== Problem description ==
Reproduce only the records from the line containing "Practice step: locate the car window frame" through the line containing "point(389, 197)". Leave the requests unchanged, and multiply every coordinate in the answers by 2.15, rounding to whole numbers with halves rounded up.

== Stored rows ==
[BEGIN]
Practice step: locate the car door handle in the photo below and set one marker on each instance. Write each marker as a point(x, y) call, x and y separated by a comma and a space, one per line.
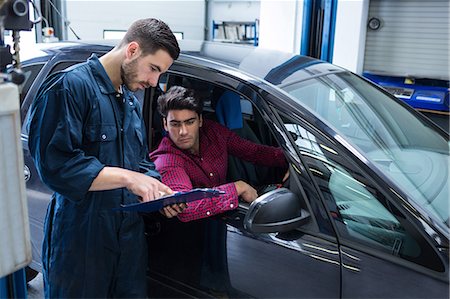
point(26, 173)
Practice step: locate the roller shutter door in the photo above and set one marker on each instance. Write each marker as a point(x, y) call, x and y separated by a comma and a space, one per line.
point(412, 41)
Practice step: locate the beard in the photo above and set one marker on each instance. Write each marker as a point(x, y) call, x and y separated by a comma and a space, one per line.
point(128, 74)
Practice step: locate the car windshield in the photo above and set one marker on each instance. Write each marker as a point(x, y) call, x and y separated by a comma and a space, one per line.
point(409, 151)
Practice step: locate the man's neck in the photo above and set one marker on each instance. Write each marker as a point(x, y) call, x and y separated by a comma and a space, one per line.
point(111, 62)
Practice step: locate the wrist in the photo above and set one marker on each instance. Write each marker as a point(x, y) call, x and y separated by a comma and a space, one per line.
point(239, 187)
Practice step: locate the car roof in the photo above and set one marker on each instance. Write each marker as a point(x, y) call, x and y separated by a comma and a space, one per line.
point(270, 65)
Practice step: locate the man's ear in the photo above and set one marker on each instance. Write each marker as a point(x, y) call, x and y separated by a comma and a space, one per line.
point(132, 50)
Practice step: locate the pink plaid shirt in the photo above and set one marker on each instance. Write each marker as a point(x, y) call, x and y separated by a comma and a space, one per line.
point(183, 171)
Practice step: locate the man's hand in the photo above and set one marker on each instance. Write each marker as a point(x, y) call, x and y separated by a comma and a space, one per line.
point(286, 177)
point(173, 210)
point(147, 188)
point(245, 191)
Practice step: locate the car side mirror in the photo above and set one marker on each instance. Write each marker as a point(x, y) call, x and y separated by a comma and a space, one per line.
point(276, 211)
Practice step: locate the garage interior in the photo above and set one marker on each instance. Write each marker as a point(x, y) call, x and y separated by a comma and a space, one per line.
point(402, 46)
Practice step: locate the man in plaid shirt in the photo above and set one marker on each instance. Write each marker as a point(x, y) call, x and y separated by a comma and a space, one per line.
point(195, 155)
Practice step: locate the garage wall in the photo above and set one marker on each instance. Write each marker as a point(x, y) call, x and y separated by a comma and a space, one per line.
point(350, 34)
point(281, 25)
point(413, 39)
point(231, 11)
point(90, 18)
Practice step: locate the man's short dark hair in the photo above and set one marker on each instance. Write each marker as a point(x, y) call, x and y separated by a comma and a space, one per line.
point(179, 98)
point(152, 35)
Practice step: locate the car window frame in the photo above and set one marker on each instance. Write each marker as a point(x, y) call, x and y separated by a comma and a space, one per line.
point(389, 197)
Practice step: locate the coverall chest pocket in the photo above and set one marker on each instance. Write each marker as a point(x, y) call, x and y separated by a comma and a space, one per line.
point(102, 143)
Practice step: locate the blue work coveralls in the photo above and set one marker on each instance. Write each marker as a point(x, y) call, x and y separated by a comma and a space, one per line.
point(78, 125)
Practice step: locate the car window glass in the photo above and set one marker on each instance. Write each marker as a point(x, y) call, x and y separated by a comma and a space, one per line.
point(398, 142)
point(360, 211)
point(30, 72)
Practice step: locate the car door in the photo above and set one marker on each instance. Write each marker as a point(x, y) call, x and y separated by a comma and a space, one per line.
point(384, 253)
point(291, 264)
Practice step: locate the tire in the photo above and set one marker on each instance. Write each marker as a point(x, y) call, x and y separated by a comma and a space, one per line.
point(30, 274)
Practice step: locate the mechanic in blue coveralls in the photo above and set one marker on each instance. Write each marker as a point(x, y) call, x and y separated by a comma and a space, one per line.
point(88, 141)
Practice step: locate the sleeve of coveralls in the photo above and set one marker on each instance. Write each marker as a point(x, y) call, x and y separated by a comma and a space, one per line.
point(56, 123)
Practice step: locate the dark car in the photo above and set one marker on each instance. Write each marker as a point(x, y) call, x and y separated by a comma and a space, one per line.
point(365, 212)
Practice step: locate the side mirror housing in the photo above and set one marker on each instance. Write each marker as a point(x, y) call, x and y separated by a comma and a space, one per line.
point(276, 211)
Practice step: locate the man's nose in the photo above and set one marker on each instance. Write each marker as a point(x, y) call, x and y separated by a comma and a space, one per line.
point(183, 129)
point(153, 80)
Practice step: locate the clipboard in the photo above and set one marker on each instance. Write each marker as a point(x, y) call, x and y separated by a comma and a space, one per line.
point(179, 197)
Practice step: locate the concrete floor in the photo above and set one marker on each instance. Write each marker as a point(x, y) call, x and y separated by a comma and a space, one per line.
point(35, 287)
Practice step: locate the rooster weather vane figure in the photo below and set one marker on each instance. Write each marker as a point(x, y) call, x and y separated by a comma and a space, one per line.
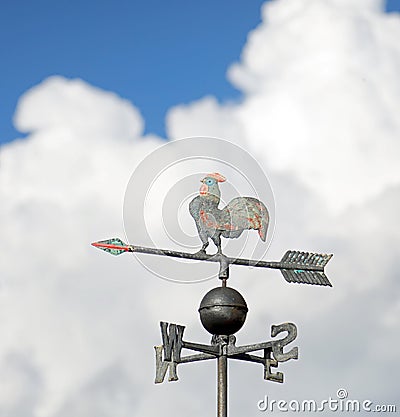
point(223, 309)
point(242, 213)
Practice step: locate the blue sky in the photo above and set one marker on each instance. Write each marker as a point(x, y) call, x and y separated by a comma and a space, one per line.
point(156, 54)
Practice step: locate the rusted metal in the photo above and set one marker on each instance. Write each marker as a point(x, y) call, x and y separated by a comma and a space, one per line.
point(296, 267)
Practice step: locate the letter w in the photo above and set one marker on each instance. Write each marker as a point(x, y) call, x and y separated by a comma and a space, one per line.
point(172, 341)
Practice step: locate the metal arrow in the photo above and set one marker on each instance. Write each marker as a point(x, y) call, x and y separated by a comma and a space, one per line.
point(296, 266)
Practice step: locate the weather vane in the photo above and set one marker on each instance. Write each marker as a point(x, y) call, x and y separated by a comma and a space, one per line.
point(223, 309)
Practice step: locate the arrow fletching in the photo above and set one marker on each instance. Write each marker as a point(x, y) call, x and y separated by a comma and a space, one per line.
point(295, 260)
point(114, 246)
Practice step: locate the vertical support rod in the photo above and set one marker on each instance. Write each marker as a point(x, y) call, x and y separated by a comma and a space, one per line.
point(222, 399)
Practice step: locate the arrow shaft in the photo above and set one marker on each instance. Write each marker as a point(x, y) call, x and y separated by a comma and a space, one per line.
point(217, 258)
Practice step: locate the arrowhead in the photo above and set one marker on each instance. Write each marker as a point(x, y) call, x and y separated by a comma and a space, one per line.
point(114, 246)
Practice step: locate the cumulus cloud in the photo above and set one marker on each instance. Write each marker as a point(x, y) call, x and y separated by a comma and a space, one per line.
point(320, 111)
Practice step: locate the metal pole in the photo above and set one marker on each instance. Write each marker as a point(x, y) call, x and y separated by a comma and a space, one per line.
point(222, 403)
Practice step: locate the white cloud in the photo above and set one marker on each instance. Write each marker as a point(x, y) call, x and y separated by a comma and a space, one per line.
point(320, 111)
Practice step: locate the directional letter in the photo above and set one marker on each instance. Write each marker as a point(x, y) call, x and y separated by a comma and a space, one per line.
point(162, 367)
point(172, 345)
point(277, 346)
point(172, 341)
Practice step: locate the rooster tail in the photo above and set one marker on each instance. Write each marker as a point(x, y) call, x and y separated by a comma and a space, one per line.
point(262, 231)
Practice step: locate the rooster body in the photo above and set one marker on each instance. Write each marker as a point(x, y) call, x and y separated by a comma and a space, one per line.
point(242, 213)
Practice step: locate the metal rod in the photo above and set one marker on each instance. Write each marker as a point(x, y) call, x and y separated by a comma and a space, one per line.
point(222, 258)
point(222, 397)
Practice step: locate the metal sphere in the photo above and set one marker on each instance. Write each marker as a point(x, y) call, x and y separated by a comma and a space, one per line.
point(223, 311)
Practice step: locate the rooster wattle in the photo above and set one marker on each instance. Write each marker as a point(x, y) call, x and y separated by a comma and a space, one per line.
point(242, 213)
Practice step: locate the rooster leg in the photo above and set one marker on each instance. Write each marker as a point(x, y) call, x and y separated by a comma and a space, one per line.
point(217, 241)
point(203, 249)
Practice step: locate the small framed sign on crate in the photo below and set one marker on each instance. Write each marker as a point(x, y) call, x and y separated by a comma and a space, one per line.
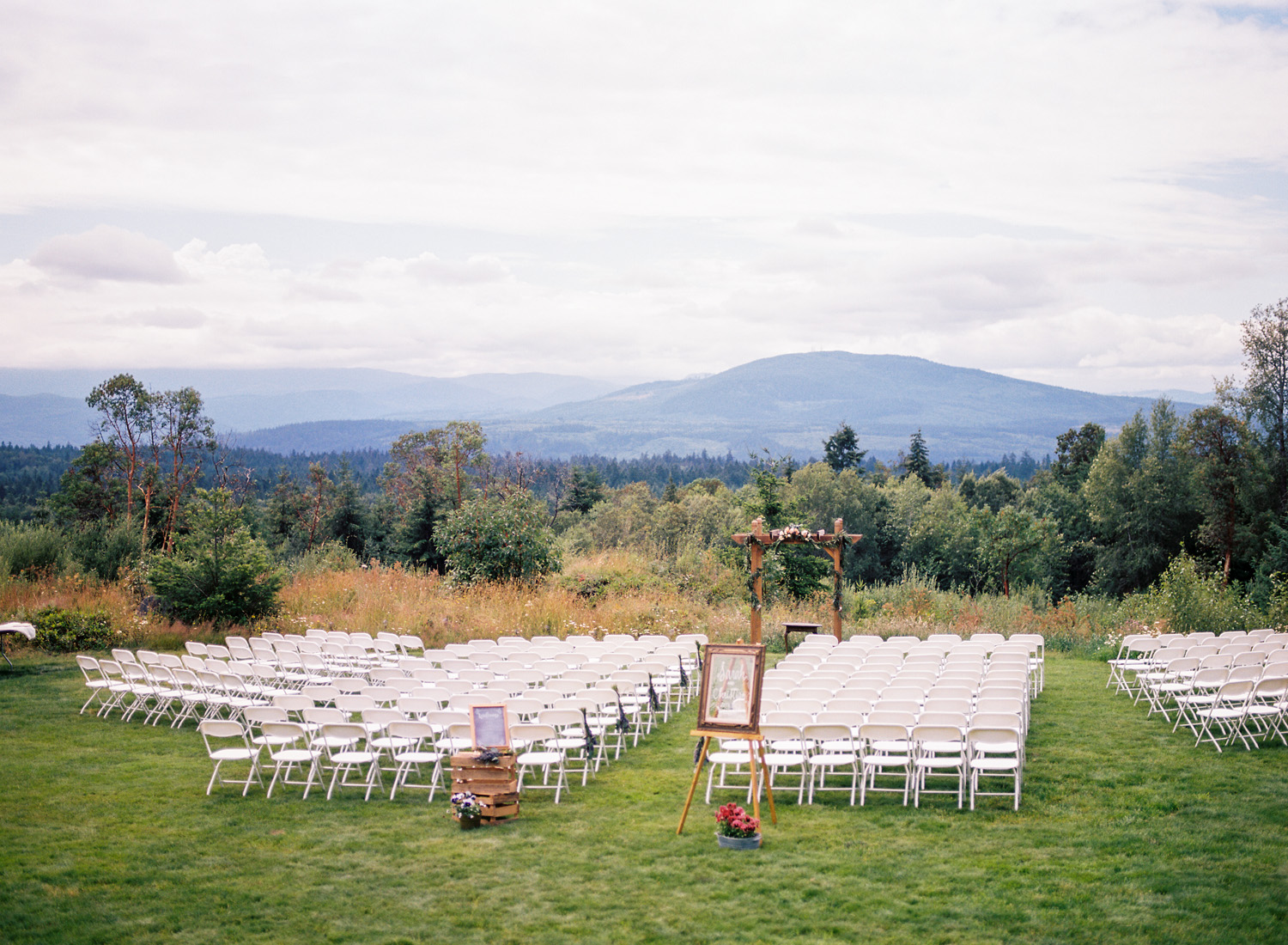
[END]
== Written answer ==
Practice step: locate the car window frame in the photo above and set one marker on each instance. Write each marker as a point(x, y) call, x and y separated by a comma and a space, one per line.
point(836, 424)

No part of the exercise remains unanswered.